[Collected data entries]
* start *
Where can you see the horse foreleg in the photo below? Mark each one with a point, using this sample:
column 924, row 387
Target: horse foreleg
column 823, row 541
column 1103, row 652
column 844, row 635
* end *
* start *
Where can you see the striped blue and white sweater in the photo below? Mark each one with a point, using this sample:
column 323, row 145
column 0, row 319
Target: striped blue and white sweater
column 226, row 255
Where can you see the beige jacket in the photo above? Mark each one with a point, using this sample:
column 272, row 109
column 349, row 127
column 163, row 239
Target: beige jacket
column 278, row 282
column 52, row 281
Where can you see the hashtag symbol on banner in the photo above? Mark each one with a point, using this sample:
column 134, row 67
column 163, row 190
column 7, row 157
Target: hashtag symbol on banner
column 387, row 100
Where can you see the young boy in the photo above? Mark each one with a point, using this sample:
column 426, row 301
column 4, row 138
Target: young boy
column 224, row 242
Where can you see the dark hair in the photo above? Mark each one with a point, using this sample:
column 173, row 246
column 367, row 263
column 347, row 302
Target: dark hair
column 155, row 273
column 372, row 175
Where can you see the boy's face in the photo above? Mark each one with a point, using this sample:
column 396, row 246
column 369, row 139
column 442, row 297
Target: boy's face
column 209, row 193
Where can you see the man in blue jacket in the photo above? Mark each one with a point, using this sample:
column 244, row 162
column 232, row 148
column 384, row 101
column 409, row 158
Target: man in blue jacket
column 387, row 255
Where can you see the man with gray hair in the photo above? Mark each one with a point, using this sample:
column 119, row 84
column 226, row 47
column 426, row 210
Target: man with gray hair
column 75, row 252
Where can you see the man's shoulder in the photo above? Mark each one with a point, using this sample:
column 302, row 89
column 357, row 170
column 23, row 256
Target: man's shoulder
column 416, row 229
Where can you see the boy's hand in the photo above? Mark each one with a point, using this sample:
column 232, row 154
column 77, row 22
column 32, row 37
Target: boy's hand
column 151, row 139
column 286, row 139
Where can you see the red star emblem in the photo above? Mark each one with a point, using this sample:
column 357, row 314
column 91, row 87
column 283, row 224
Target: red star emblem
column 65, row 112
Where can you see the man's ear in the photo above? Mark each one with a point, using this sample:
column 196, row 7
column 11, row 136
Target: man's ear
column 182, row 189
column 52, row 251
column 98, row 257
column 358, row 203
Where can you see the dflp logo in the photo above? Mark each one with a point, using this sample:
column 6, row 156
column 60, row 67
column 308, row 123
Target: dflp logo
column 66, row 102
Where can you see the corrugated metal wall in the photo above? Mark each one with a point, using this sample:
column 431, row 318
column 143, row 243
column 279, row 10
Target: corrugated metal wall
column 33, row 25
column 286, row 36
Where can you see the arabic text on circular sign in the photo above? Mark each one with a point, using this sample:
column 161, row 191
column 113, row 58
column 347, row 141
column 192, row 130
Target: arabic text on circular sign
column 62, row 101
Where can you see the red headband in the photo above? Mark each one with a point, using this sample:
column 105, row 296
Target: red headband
* end *
* start *
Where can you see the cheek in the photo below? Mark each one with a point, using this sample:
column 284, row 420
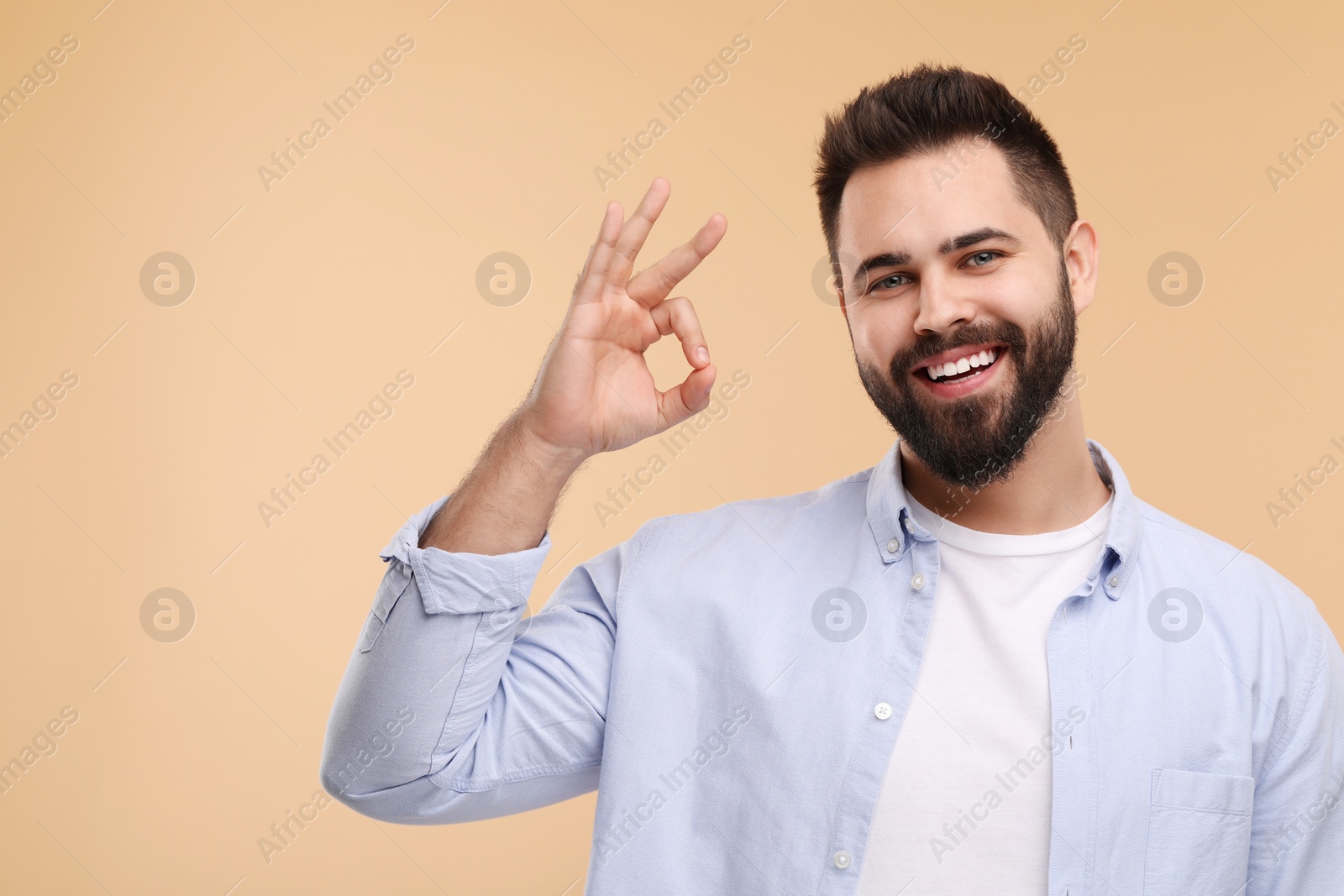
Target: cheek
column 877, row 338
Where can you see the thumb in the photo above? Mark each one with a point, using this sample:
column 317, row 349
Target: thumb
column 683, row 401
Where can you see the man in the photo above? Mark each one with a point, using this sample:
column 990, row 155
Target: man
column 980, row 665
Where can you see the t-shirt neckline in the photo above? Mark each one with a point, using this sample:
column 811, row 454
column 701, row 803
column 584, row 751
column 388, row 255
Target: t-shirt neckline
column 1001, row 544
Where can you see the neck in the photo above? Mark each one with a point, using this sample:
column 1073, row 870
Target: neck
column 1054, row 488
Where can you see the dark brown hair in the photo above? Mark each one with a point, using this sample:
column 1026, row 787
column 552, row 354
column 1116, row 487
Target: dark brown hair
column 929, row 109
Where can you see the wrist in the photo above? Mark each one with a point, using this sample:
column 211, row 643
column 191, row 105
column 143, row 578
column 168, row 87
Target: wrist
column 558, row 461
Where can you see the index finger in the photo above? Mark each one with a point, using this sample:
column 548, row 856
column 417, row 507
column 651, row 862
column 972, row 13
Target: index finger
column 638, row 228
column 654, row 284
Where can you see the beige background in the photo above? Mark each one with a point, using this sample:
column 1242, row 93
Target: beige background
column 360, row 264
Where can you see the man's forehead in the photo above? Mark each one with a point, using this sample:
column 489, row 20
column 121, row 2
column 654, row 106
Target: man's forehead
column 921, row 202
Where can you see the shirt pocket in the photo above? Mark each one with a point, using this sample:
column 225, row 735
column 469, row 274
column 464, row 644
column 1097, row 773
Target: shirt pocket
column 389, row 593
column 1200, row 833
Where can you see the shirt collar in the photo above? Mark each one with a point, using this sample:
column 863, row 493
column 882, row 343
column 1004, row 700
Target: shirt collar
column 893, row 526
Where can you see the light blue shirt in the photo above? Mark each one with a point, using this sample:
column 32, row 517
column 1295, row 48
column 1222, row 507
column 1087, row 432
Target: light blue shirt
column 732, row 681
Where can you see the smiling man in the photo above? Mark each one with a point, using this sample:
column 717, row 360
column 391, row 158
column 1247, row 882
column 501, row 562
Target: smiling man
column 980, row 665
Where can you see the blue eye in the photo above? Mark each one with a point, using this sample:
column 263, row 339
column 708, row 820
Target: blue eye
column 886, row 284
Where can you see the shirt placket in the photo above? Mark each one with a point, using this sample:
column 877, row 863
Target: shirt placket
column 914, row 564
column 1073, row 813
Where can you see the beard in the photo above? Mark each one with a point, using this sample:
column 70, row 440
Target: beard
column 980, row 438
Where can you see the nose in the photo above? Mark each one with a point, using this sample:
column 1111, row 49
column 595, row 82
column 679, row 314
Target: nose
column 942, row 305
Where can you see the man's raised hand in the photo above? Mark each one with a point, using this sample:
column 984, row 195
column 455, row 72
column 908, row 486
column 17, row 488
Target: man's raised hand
* end *
■ The exercise ■
Starting at the line containing "Where can you see the shirt pocket" and ending at the line containing "column 1200, row 833", copy that stretch of the listing with "shirt pocket" substituted by "coat pocket" and everything else left unchanged.

■ Answer for this exercise ■
Where can you see the coat pocket in the photo above? Mark each one with a point, using this sample:
column 225, row 735
column 469, row 274
column 464, row 644
column 1097, row 773
Target: coat pocket
column 389, row 593
column 1200, row 833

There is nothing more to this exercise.